§ **Required work**:
1. List every herbicide named by brand in the passage on incorporating preemergence herbicides below.
2. Carry on the passage about incorporating preemergence herbicides below, picking up after its final line.

### Passage given

Peanut plots showing rows with and without Valor preemergence herbicide application. 
 
Preemergence herbicides are a powerful way to prevent weed infestations before they start.  In our current climate of glyphosate and ALS-resistant weeds, a good preemergence program is more valuable than ever.  However, method and timing of application dramatically impact the efficacy of many preemergence herbicides.  To improve their reliability, preemergence herbicides should be incorporated – this is particularly important for the yellow herbicides such as Prowl, Sonalan, and Treflan.  So here are a few items that should be considered prior to making the application.
 
Why does incorporation improve herbicide performance?
 
For a preemergence herbicide to work, the weed seed must germinate in the presence of the herbicide.  Since most weeds do not germinate on the soil surface, the herbicide must be mixed into the soil, so that emerging weeds absorb the herbicide immediately upon germination.  If the herbicide is applied to soil surface, the weed seed may germinate below the herbicide zone and emerge without harm.  Additionally, many soil applied herbicides will degrade quickly in the presence of sunlight.  Mixing with soil will protect the herbicide, and greatly increase persistence and duration of weed control.
 
Is incorporation essential? 
 
Yes.  A herbicide must be incorporated (or activated) for weed control to occur.  This can be done using tillage equipment, irrigation, or rainfall.  In a dryland system, if a 0.25-0.5 inch of rain is not predicted within 5 to 10 days of application, mechanical incorporation will be essential to achieve weed control.
How should a herbicide be incorporated? 
 
As stated previously, the purpose of incorporation is to concentrate the herbicide in the zone where weeds germinate.  Also, most weed seed don’t germinate on the soil surface, but neither do they germinate from several inches deep.  Therefore, deep incorporation dilutes the herbicide in the soil profile instead of concentrating it in the germination zone.  The best way to incorporate a herbicide is with minimal disturbance from a field cultivator or roto-tiller.
 
Can I incorporate with a disc?

######
### Listed records

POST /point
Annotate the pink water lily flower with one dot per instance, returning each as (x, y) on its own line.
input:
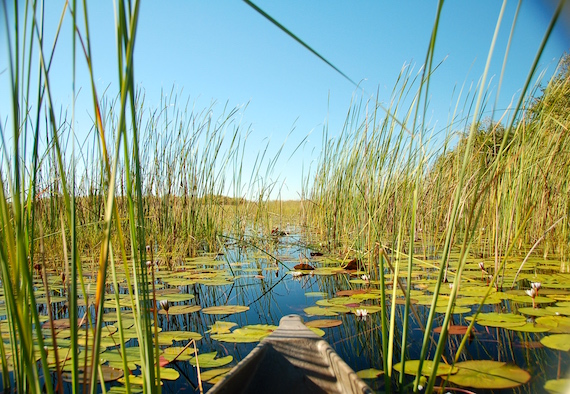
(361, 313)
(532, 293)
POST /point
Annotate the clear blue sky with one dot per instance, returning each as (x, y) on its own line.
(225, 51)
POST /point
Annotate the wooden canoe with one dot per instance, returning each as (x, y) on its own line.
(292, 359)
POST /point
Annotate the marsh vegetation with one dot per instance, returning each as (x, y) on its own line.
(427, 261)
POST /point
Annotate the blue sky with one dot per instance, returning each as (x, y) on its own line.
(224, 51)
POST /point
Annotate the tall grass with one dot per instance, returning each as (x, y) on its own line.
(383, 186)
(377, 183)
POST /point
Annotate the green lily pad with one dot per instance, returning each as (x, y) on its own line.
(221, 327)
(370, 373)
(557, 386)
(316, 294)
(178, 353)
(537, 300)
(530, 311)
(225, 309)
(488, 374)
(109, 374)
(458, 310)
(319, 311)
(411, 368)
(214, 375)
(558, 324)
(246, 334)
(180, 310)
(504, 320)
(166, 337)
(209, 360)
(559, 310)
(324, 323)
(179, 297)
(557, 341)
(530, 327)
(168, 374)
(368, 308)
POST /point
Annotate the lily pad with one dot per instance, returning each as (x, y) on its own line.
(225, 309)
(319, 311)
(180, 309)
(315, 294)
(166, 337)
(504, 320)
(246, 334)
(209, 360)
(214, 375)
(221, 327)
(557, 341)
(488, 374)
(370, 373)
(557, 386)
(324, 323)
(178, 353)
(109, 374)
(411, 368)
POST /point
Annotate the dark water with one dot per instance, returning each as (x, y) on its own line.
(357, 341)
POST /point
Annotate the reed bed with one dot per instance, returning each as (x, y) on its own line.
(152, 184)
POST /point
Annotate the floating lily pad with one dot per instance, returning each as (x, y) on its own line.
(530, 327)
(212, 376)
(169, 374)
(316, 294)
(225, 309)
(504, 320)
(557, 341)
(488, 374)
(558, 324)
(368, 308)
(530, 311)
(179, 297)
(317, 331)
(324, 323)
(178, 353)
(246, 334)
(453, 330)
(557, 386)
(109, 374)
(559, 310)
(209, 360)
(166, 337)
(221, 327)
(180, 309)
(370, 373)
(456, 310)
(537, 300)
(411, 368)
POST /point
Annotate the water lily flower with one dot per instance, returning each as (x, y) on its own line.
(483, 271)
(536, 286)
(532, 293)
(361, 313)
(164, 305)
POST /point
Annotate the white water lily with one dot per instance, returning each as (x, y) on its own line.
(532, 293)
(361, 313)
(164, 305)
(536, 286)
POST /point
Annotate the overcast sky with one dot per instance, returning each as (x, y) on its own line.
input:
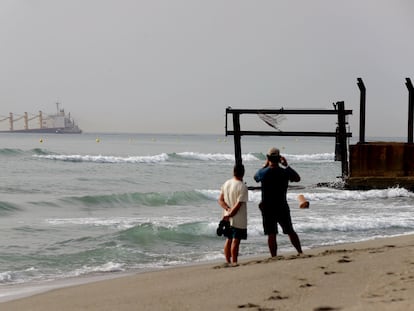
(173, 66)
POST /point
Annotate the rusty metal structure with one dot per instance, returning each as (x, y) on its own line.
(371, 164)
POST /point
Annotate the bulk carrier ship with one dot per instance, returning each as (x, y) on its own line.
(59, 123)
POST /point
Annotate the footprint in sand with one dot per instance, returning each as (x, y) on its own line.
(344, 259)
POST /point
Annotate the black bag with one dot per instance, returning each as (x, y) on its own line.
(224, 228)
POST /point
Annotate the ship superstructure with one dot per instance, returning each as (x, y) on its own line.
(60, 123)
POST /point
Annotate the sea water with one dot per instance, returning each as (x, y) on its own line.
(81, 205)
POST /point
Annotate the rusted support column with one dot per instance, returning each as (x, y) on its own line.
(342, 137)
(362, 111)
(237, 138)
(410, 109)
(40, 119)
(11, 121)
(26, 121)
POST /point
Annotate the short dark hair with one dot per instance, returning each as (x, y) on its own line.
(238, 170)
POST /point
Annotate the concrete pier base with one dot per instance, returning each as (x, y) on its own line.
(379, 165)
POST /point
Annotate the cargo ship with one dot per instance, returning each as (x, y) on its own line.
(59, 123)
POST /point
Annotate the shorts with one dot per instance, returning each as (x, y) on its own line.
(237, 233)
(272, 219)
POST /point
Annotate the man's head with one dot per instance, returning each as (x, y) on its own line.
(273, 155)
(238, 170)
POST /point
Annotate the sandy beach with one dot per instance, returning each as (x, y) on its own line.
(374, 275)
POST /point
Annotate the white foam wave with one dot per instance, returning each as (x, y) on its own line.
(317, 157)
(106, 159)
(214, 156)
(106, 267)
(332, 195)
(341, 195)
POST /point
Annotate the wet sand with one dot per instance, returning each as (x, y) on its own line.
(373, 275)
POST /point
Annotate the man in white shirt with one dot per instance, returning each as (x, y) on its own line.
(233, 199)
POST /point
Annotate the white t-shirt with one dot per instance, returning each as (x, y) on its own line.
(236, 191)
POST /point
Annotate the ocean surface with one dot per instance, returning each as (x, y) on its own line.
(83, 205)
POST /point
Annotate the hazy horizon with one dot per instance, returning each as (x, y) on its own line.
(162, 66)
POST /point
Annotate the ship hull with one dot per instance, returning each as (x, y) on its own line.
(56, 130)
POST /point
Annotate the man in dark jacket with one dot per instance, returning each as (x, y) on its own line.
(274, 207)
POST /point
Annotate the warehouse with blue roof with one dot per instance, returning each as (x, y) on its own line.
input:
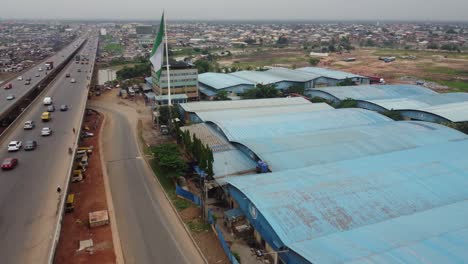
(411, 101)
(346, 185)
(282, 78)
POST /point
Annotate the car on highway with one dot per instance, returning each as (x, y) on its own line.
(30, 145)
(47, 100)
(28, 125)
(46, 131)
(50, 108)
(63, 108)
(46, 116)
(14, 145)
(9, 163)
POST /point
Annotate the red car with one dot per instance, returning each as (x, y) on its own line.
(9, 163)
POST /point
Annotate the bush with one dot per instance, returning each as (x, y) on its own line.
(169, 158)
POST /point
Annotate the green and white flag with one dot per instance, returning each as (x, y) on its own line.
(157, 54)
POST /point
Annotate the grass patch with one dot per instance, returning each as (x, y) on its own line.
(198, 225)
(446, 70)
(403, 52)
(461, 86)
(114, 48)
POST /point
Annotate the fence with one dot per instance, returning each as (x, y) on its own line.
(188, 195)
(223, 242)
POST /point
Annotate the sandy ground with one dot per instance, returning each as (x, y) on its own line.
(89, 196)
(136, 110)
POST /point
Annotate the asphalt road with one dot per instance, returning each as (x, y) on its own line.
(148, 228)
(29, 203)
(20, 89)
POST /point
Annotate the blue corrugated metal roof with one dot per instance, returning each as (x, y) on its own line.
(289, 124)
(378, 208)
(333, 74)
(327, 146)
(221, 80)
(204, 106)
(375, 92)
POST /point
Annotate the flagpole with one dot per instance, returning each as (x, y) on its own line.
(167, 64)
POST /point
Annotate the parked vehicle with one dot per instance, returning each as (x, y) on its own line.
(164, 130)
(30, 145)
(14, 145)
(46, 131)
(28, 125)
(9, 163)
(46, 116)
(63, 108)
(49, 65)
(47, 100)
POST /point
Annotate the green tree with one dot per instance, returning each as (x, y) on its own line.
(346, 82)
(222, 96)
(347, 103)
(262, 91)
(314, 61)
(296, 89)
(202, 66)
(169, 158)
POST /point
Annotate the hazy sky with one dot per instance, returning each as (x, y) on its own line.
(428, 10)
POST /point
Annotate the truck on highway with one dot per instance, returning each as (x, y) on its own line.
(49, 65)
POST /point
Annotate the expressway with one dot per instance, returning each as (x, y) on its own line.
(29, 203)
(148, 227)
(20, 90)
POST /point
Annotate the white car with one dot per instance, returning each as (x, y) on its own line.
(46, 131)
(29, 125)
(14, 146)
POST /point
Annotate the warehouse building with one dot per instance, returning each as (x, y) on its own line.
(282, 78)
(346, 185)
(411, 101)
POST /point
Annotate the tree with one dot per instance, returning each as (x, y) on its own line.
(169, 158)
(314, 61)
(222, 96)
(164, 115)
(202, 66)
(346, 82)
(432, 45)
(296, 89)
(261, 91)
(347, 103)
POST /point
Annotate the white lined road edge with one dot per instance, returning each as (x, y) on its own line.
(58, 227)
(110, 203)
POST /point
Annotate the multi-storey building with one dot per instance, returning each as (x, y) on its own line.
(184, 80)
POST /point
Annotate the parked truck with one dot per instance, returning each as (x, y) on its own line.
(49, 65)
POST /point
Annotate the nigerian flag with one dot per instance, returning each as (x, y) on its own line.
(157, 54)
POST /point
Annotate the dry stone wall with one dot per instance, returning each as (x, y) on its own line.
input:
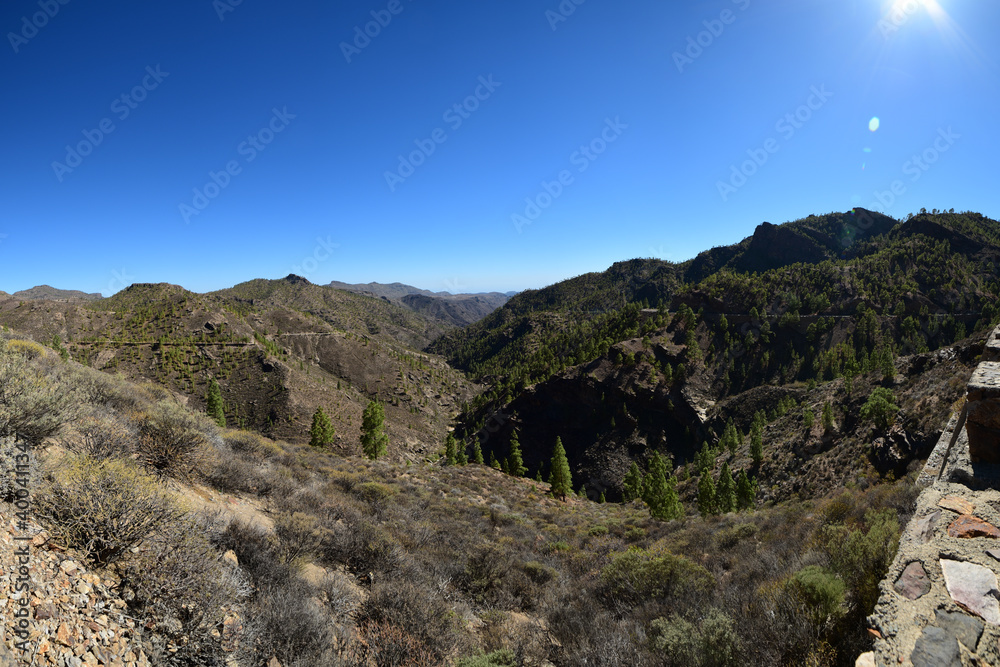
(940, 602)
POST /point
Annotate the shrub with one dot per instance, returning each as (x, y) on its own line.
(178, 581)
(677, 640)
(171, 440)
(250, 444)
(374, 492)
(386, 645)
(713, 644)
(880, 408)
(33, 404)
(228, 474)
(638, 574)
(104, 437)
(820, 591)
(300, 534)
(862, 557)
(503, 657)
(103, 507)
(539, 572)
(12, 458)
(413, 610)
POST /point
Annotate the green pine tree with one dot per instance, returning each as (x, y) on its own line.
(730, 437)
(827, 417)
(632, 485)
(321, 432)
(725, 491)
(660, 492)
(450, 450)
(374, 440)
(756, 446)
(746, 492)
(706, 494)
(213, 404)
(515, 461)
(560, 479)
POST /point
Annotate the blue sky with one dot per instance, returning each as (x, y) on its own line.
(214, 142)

######

§ **Final answers**:
1. Valor, Prowl, Sonalan, Treflan

2.
A disc can be used, but careful attention to depth of the implement is essential.  A heavy disc can cover ground quickly, but typically will mix the herbicide several inches into the soil – moving much of the herbicide away from the germinating seedlings.  Additionally, a single pass with a disc can also incorporate the herbicide in streaks directly below the turning blades, rather than distributing it evenly.  If a disc is used, two passes (each angled across the other) will help distribute the herbicide more evenly.  Beware not to incorporate too deeply.
 
Should all preemergence herbicides be incorporated mechanically? 
 
No.  Valor is an example of a herbicide that performs best when applied directly to the soil surface.  It requires rainfall or irrigation for activation, but should not be incorporated with tillage.
 
Allowing the crop to emerge in a weed-free setting is essential to obtaining top yields.  The yellow herbicides, in particular, benefit from light incorporation immediately after application.  Though the yellow herbicides will not provide season-long weed control, proper incorporation can allow them to perform at an optimum level.  For more information, read the incorporation instructions on the Treflan label.  Though not for use in peanuts grown in the Southeast, this label provides an excellent narrative on pages 8 and 9 concerning proper herbicide incorporation, particularly for the yellow herbicides (http://www.cdms.net/ldat/ld7HD002.pdf).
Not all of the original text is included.